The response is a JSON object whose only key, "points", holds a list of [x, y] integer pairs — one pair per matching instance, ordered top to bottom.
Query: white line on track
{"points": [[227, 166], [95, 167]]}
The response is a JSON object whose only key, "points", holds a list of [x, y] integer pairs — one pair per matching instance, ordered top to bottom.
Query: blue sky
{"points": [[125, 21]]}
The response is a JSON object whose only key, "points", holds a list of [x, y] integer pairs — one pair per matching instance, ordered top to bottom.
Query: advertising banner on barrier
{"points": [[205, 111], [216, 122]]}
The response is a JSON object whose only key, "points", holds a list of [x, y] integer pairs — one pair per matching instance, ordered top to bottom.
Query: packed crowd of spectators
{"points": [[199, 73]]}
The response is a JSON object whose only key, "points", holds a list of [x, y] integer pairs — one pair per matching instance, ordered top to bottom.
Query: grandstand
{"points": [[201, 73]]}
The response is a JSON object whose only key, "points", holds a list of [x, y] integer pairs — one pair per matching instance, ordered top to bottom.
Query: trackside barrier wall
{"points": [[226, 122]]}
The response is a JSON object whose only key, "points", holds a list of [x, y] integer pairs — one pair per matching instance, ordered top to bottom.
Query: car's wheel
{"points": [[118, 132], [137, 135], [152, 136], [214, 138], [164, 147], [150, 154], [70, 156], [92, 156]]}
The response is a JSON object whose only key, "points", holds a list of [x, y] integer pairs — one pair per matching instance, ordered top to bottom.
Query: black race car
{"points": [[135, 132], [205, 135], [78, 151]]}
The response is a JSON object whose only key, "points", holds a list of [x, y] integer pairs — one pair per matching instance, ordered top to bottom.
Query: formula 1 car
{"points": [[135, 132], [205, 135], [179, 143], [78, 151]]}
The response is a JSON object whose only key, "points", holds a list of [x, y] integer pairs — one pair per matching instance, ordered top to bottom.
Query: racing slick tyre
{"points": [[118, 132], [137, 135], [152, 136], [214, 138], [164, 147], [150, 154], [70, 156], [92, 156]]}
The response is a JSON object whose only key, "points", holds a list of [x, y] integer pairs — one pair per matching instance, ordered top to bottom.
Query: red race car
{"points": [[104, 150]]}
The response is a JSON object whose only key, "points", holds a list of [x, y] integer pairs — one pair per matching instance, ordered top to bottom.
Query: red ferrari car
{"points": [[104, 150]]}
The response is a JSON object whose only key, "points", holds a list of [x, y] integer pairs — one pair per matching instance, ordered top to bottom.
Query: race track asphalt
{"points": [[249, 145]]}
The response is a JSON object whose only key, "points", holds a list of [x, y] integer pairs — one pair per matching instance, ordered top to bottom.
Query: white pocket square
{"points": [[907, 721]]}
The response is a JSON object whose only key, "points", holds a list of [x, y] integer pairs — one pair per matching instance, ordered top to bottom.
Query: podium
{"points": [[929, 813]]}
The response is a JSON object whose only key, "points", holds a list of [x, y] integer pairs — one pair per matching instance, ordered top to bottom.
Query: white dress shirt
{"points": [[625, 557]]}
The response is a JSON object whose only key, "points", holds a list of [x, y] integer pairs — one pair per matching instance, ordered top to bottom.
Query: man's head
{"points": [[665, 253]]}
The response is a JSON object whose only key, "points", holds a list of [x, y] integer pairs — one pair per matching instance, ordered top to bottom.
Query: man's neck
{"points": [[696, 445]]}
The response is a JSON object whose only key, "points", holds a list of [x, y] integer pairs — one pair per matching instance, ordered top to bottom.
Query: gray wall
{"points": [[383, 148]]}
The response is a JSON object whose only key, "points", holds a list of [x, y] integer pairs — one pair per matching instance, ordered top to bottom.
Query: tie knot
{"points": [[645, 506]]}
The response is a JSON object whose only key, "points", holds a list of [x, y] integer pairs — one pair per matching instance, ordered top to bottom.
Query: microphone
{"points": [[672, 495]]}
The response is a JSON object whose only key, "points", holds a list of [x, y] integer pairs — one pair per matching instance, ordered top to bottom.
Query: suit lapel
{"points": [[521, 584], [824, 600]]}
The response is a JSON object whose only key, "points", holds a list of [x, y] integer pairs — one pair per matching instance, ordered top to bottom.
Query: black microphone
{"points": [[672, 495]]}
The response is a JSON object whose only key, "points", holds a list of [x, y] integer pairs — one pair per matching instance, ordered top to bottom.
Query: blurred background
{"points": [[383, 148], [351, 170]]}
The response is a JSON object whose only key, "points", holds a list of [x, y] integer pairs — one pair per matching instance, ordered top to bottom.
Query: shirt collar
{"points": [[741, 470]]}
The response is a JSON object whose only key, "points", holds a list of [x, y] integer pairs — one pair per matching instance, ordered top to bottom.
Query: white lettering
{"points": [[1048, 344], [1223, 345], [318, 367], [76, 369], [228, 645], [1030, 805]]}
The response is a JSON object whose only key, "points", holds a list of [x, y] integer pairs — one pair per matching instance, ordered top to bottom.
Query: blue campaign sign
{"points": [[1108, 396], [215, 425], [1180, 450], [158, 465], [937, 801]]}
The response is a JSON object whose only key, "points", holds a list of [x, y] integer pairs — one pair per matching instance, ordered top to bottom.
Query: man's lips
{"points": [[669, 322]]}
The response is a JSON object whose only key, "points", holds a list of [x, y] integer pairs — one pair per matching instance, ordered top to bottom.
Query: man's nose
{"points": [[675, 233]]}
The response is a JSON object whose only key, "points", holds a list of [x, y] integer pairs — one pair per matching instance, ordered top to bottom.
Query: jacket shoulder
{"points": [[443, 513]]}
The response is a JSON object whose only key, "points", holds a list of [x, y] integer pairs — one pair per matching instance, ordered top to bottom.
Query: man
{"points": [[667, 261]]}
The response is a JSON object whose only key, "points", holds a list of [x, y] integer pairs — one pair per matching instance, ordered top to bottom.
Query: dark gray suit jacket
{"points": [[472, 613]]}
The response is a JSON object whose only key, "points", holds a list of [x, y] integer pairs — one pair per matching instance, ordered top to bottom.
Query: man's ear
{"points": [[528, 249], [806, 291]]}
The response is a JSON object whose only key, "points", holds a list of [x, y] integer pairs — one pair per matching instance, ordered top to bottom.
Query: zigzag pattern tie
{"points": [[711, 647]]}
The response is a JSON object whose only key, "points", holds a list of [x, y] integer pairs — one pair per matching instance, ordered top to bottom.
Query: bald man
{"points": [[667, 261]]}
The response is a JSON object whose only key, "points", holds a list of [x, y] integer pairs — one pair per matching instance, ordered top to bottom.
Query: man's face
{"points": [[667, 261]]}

════════

**How to complete this task**. With every word kept as it is, set down the entries again.

**Answer**.
The response is a JSON object whose only key, "points", holds a list of [x, y] integer pairs — one pair per matching instance, ordered top to bottom.
Query: white line on track
{"points": [[227, 166], [95, 167]]}
The response is a JSON object whose only key, "points", holds a list of [x, y] integer pairs — one pair per matching instance, ordered top to bottom.
Query: blue sky
{"points": [[125, 21]]}
The response is a JSON object whose only key, "points", holds a list of [x, y] integer pairs — one pair per matching instance, ordered top to bottom.
Query: advertising banner on barrier
{"points": [[205, 111], [216, 122]]}
The response is a JSON object whose only key, "points", holds a list of [x, y] integer pairs — one pair per matching instance, ordered top to bottom.
Query: packed crowd of spectators
{"points": [[199, 73]]}
The response is a JSON object whose only key, "points", holds a list of [x, y] integer pairs — one pair per matching instance, ordered top to bottom.
Query: grandstand
{"points": [[201, 73]]}
The response is a JSON object whose only key, "points", holds a list of [x, y] integer pairs — one pair per matching instance, ordered top to bottom.
Query: trackside barrier wall
{"points": [[226, 122]]}
The response is a JSON object whose only key, "points", holds a list of [x, y] integer pairs — one pair per matching instance, ordered top to bottom.
Query: car's wheel
{"points": [[118, 132], [137, 135], [152, 136], [214, 138], [164, 147], [150, 154], [70, 156], [92, 156]]}
The response is a JSON object whose only key, "points", holds a list of [x, y] integer pairs — one pair per matching instance, ordered top to bottom.
Query: black race car
{"points": [[135, 132], [205, 135], [78, 151]]}
The response is a JSON object whose only key, "points", holds a list of [x, y] integer pairs — one pair per matching instance, ordered top to bottom.
Query: formula 1 car
{"points": [[135, 132], [205, 135], [179, 143], [78, 151]]}
The response is a JSON object whose only key, "points", holds a list of [x, y] integer pairs — one pair per matching instance, ordered top to bottom.
Query: racing slick tyre
{"points": [[118, 132], [137, 135], [152, 136], [214, 138], [164, 147], [150, 154], [70, 156], [92, 156]]}
The response is a JSON object whose only key, "points", holds a list of [x, y] integer pairs — one pair per matching instance, ordered top to bottom.
Query: red race car
{"points": [[104, 150]]}
The response is a JSON object whose only key, "points", holds a list of [x, y] integer pairs — one pair per matching instance, ordered top to bottom.
Query: red ferrari car
{"points": [[104, 150]]}
The response is a JSON object whose only key, "points", holds a list of [x, y] integer pairs — one pair per matching instance, ordered top to bottom.
Query: race track asphalt
{"points": [[249, 145]]}
The response is a JSON object whose only key, "points", holds a list of [x, y] integer pairs — one pair per matching instance, ordered top to bottom.
Query: white pocket square
{"points": [[907, 721]]}
The response is a JSON object whose only key, "points", holds a list of [x, y] integer pairs — one pair per matching instance, ordered top to bottom.
Query: podium
{"points": [[929, 813]]}
The response is a JSON object whose only key, "points", holds a list of [x, y] integer pairs — one pair per matching instance, ordered top to bottom.
Query: white dress shirt
{"points": [[625, 557]]}
The response is a JSON object whose only key, "points", holds a list of [x, y] integer pairs — one pair per matching instance, ordered top to bottom.
Query: man's head
{"points": [[665, 253]]}
The response is a JSON object whose only key, "points", holds a list of [x, y] integer pairs — one pair per matching instance, ordered top to bottom.
Query: man's neck
{"points": [[696, 445]]}
The response is a JSON object whose only key, "points", holds a list of [x, y] integer pairs — one pair per matching instance, ordered top to bottom.
Query: gray wall
{"points": [[383, 148]]}
The response is a JSON object whose only key, "points", holds a list of [x, y] integer pairs — one pair per matching instance, ordered top to bottom.
Query: tie knot
{"points": [[645, 506]]}
The response is a JSON object whose only key, "points", holds a list of [x, y] integer pairs — one pair per matching instance, ordered top to bottom.
Query: microphone
{"points": [[672, 495]]}
The response is a JSON object whose only key, "points", holds a list of [x, y] integer pairs — one pair per matching instance, ordered top to bottom.
Query: suit lapel
{"points": [[521, 584], [824, 600]]}
The response is a JSON object whose only key, "points", holds a list of [x, y] integer pairs — one pair per matching instance, ordered top to bottom.
Query: black microphone
{"points": [[672, 495]]}
The response is a JSON object whose only key, "points", holds a list of [x, y] integer pairs — one pair per matching instance, ordered top to bottom.
Query: blurred background
{"points": [[383, 148], [351, 170]]}
The response is a JSON object whose only key, "points", holds a list of [x, y] integer pairs — one pair per matching instance, ordered top to bottom.
Query: shirt collar
{"points": [[741, 470]]}
The response is a JSON object whose only key, "points", holds a list of [x, y] integer pairs — one pair per matching instance, ordered top to bottom.
Query: white lettering
{"points": [[1048, 344], [1223, 345], [318, 367], [76, 369], [228, 645], [1030, 805]]}
The response is a JSON object whose only key, "points", holds a list of [x, y] integer pairs — one pair per matching instance, ordered top to bottom.
Query: blue campaign sign
{"points": [[1108, 396], [215, 425], [1180, 450], [158, 465], [937, 801]]}
The response is a JSON object whose only key, "points", holds a list of [x, y] integer pairs — one pair per matching instance, ordered top to bottom.
Query: man's lips
{"points": [[669, 322]]}
The response is a JSON object whose only key, "points", holds a list of [x, y] integer pairs — one pair per matching instance, ordered top to bottom.
Query: man's nose
{"points": [[675, 233]]}
The response is a JSON object whose only key, "points", holds a list of [x, y] integer pairs — one pair per matching instance, ordered top to bottom.
Query: jacket shoulder
{"points": [[443, 513]]}
The response is a JSON object whose only key, "points", holds a list of [x, y] integer pairs — one pair per matching instance, ordered top to bottom.
Query: man
{"points": [[667, 261]]}
The response is a JSON object whose only key, "points", holds a list of [x, y] integer pairs — one pair per matching instance, ordered top to bottom.
Query: dark gray suit jacket
{"points": [[472, 613]]}
The response is a JSON object whose only key, "points", holds a list of [x, y] integer pairs — one pair per matching instance, ordered top to bottom.
Query: man's ear
{"points": [[528, 249], [806, 291]]}
The response is a JSON object whose only key, "points", holds a list of [x, y] integer pairs — one pair per matching instance, ordered top to bottom.
Query: zigzag pattern tie
{"points": [[711, 647]]}
The response is a JSON object whose only key, "points", holds a list of [x, y] integer pairs — one pair per matching instance, ordered top to bottom.
Query: bald man
{"points": [[667, 261]]}
The response is a JSON object whose only key, "points", holds a list of [x, y] integer pairs — one pair per matching instance, ordered top to bottom.
Query: man's face
{"points": [[667, 261]]}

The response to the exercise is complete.